Moroccan banker and CEO

Naziha Belkeziz is a Moroccan banker who is chairman and chief executive officer (CEO) at Banque Centrale Populaire SA and a treasurer and director at Education For Employment Maroc.

== Early life and education ==
Belkeziz was born in Rabat in 1968 to the Moroccan diplomat Moulay Abdallah Belkeziz, an ambassador to Tunisia and Algeria who held ministerial positions under the late King Hassan II.

Naziha Belkeziz earned her undergraduate degree in Management Sciences from Université Paris Dauphine-PSL and a graduate degree in accounting from the French engineering school Conservatoire National des Arts et Métiers. She received her doctorate in Morocco from Hassan II University of Casablanca.

== Career ==
In 1992, Belkeziz began her banking career at Banque Commerciale du Maroc.

Her earlier career positions included strategic roles at Attijariwafa Bank as chief economist and manager of marketing communications.

• _Provided data_:

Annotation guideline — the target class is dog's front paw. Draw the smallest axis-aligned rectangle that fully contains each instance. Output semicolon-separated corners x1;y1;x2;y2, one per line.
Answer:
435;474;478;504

• _Assignment_: Continue the biography of Naziha Belkeziz, picking up right after its final sentence.

• _Output below_:
On 5 November 2024, the board of directors of the Banque Centrale Populaire (BCP) announced that Belkeziz was replacing the retiring CEO Mohamed Karim Mounir, making her the first woman to lead the banking group. Her previous position at BCP was as managing director of the Risk and Commitment Division.

Citing Belkeziz's more than 20 years of experience during "her rich and diverse career," the BCP Group said her responsibilities will include a focus on national economic financing and maintaining the bank's presence in 32 countries. She is tasked with boosting BCP's core businesses and leading future expansion especially in sub-Saharan Africa through its subsidiary Banque Atlantique.